::: Exercise data :::
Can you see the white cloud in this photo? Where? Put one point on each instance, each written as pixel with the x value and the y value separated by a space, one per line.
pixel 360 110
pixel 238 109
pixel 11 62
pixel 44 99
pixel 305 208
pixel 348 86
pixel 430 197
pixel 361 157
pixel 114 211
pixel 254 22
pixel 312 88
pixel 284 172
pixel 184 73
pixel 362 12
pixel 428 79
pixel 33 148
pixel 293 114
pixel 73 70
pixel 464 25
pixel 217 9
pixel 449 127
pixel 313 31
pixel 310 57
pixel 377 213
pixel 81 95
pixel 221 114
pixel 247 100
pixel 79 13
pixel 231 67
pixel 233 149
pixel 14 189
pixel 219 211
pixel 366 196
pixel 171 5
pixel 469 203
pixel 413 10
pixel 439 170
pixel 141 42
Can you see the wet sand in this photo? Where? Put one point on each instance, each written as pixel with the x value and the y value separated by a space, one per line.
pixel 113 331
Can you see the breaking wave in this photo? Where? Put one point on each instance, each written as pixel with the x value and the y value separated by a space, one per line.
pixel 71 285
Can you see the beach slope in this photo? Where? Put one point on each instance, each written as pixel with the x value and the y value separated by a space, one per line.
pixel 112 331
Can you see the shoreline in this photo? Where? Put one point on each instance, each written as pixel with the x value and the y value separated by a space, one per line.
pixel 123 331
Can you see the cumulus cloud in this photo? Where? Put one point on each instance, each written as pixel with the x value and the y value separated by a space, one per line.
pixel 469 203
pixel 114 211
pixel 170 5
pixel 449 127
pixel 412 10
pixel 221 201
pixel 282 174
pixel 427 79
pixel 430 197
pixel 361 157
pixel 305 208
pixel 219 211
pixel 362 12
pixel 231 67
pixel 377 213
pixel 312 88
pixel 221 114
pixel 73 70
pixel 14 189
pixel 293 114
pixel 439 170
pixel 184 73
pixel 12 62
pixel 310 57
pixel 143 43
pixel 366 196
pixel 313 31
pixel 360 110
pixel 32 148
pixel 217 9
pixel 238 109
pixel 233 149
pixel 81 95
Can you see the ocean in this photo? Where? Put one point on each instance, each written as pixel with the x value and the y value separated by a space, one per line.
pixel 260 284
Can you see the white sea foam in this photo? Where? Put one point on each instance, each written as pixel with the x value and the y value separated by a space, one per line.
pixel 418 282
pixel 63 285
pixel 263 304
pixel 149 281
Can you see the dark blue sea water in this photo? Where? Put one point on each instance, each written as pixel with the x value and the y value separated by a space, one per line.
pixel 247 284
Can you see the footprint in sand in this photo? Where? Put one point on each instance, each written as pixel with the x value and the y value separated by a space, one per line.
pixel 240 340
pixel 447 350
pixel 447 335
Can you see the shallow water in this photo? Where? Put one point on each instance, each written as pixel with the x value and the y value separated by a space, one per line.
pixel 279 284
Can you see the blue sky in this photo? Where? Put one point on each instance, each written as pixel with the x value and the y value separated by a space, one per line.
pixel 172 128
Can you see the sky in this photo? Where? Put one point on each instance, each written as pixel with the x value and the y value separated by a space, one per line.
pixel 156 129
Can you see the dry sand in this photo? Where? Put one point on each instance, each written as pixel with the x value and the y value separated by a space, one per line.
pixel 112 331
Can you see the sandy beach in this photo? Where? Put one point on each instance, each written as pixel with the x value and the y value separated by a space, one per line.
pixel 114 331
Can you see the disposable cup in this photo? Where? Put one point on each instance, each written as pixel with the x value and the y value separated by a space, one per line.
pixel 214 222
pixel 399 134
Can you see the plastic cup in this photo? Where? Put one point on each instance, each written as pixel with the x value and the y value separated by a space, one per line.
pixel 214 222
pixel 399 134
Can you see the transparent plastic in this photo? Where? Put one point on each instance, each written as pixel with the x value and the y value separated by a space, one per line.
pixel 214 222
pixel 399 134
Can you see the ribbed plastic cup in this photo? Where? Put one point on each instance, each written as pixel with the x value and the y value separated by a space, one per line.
:::
- _What you will do_
From the first line to the last, return the data exactly as written.

- _Task answer_
Can you see the white cloud in this photo? Where? Put one point on each instance, each written as pixel with the x value and the y value separated by a space, one per line.
pixel 360 110
pixel 238 109
pixel 11 62
pixel 44 99
pixel 305 208
pixel 348 86
pixel 430 197
pixel 361 157
pixel 114 211
pixel 254 22
pixel 312 88
pixel 284 172
pixel 184 73
pixel 362 12
pixel 428 79
pixel 33 148
pixel 293 114
pixel 73 70
pixel 464 25
pixel 217 9
pixel 449 127
pixel 313 31
pixel 310 57
pixel 377 213
pixel 81 95
pixel 221 114
pixel 247 100
pixel 79 13
pixel 231 67
pixel 233 149
pixel 14 189
pixel 219 211
pixel 366 196
pixel 171 5
pixel 469 203
pixel 413 10
pixel 439 170
pixel 141 42
Can you see the wet sand in this photo? Where? Put one point on each instance, each written as pixel with the x value and the y value separated by a space, one per line.
pixel 113 331
Can you see the breaking wave in this photo? Where? Put one point on each instance, each written as pixel with the x value and the y value separated by a space, one per line.
pixel 71 285
Can you see the beach slope in this photo? Where? Put one point on each instance, each written as pixel with the x value and the y value separated by a space, one per line.
pixel 112 331
Can you see the shoreline in this photo? Where? Put one point on each instance, each written as pixel with the x value and the y value separated by a space, one per line.
pixel 123 331
Can you see the cumulus cloud in this photo? Where? Put one point on each instance, each written as pixel with the x value and the y value separated by a space, one per line.
pixel 469 203
pixel 114 211
pixel 170 5
pixel 449 127
pixel 412 10
pixel 221 201
pixel 282 174
pixel 427 79
pixel 430 197
pixel 361 157
pixel 305 208
pixel 219 211
pixel 362 12
pixel 231 67
pixel 377 213
pixel 312 88
pixel 221 114
pixel 73 70
pixel 14 189
pixel 293 114
pixel 439 170
pixel 184 73
pixel 12 62
pixel 310 57
pixel 143 43
pixel 366 196
pixel 313 31
pixel 360 110
pixel 32 148
pixel 217 9
pixel 238 109
pixel 233 149
pixel 81 95
Can you see the ocean in this photo? Where? Put one point on each instance, each written as pixel with the x value and the y value separated by a space, one per line.
pixel 260 284
Can you see the white sea foam in this photo? Where? Put one point on each instance, each written as pixel with the x value and the y value separated by a space, one per line.
pixel 418 282
pixel 63 285
pixel 263 304
pixel 149 281
Can you see the dark blue sea water in this photo? Where? Put one point on each instance, each written as pixel with the x value and the y value separated by a space, one per line.
pixel 247 284
Can you see the footprint in sand in this photo? Where? Put one point on each instance, each written as pixel with the x value and the y value separated by a space, one per line.
pixel 240 340
pixel 447 350
pixel 447 335
Can you see the shallow water in this photo? Where? Put one point on each instance, each written as pixel with the x value and the y value separated by a space, one per line.
pixel 279 284
Can you see the blue sky in this photo? Where? Put one point on each instance, each written as pixel with the x value and the y value separated by a space, one per line.
pixel 172 128
Can you see the sky in this photo? Where? Put one point on each instance, each written as pixel with the x value and the y value separated by a space, one per line.
pixel 156 129
Can you see the dry sand in this photo? Where? Put one point on each instance, each written as pixel with the x value and the y value separated by a space, one per line.
pixel 112 331
Can you see the sandy beach in this photo? Where? Put one point on each instance, each written as pixel with the x value and the y value separated by a space, one per line.
pixel 114 331
Can you see the disposable cup in this photo? Where? Put one point on each instance, each written as pixel with the x value and the y value separated by a space, one per line.
pixel 214 222
pixel 399 134
Can you see the plastic cup in this photo? Where? Put one point on each instance, each written as pixel with the x value and the y value separated by a space, one per line.
pixel 214 222
pixel 399 134
Can you see the transparent plastic in this photo? Where? Put one point on each instance, each written as pixel with the x value and the y value separated by a space, one per line.
pixel 214 222
pixel 399 134
Can you see the ribbed plastic cup in this photo? Where? Put one point on each instance, each written as pixel with the x value and the y value separated by a space, one per line.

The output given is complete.